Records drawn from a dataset
● ● ● ● ● ● ●

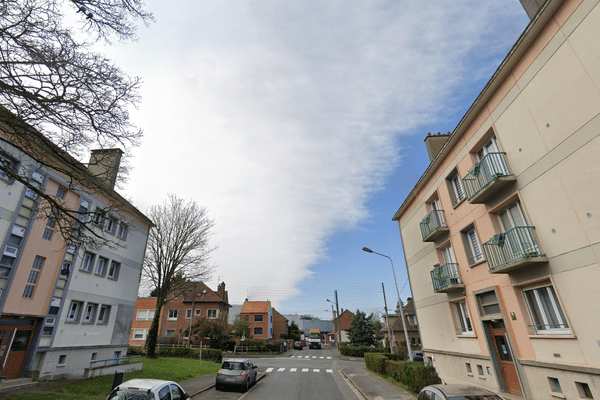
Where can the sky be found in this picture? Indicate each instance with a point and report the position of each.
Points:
(300, 127)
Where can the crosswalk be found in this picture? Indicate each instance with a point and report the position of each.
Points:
(271, 369)
(322, 357)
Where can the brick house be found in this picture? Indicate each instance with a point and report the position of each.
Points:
(144, 313)
(259, 316)
(279, 325)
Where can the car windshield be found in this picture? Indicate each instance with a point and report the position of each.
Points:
(233, 366)
(126, 394)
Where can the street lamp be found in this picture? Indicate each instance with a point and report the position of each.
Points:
(338, 320)
(399, 301)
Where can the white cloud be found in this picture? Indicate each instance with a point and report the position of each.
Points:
(283, 117)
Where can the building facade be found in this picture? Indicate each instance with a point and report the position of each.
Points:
(63, 307)
(501, 233)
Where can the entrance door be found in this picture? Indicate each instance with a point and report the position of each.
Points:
(507, 366)
(14, 347)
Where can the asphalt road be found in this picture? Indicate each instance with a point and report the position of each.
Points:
(305, 374)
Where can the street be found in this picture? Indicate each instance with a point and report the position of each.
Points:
(303, 374)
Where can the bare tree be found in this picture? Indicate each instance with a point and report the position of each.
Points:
(178, 250)
(52, 83)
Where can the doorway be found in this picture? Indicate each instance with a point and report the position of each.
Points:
(504, 356)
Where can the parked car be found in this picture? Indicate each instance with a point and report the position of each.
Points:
(456, 392)
(236, 372)
(148, 389)
(418, 356)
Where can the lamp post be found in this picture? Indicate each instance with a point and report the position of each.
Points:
(399, 301)
(338, 320)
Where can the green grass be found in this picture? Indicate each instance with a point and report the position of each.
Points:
(170, 369)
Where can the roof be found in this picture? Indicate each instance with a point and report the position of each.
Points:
(256, 307)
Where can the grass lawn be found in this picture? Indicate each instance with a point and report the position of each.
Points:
(170, 369)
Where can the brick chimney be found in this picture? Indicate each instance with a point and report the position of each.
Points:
(104, 164)
(434, 143)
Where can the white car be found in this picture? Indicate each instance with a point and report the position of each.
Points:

● ● ● ● ● ● ●

Exactly the lines from the one containing "Where can the street lamp" to the last line of the entries above must be duplicated, with both of those lines included and nothing more.

Where can the street lamp be found in this picture? Indicate each instance with a point and report the position of each.
Points:
(338, 320)
(399, 301)
Where can the white cloud be found in this picture? Indicate each instance with a point and report the position of each.
Points:
(283, 117)
Where can the building facade be found in this picture? Indicate each instance with a point and report the position of each.
Points:
(63, 307)
(501, 233)
Where can the entrance door be found in this picture? Indicate each instance with a point and report the position of each.
Points:
(507, 366)
(14, 347)
Where can the asphalt road be found in this picture? Indicate each instance with a point and report the position of each.
Points:
(305, 374)
Where can the street be found in this picture? Indicate each instance with a point and report the position of each.
Points:
(303, 374)
Where can the bare tree be found in this picture? Indicate each instance with a point and report the position of each.
Points:
(178, 250)
(52, 83)
Where can the doorway be found in this picture? Indicate each instance with a point and report the position of each.
Points:
(504, 356)
Where can the parked car be found in this picture? Indicate each instance with a point and report the position of each.
Points:
(456, 392)
(236, 372)
(148, 389)
(418, 356)
Where can the lamp post be found in this picture? Indicate each instance with a point and report the position of each.
Points:
(399, 301)
(338, 320)
Where can the green grass be found in this picture? Indicate each instance with a point and report the position of each.
Points:
(170, 369)
Where can the roof be found in this picture? Indicate each instance with a point and report the position of each.
Points:
(256, 307)
Where can the grass lawn be found in this picture? Indicate each instance with a point and report the position of each.
Points:
(170, 369)
Where can the brick chimney be found in this picture? Indicate each instance with a point and report the position of each.
Points:
(104, 164)
(434, 143)
Where can the white car be found in this picture? Indicate each instance with a point and report the position of each.
Points:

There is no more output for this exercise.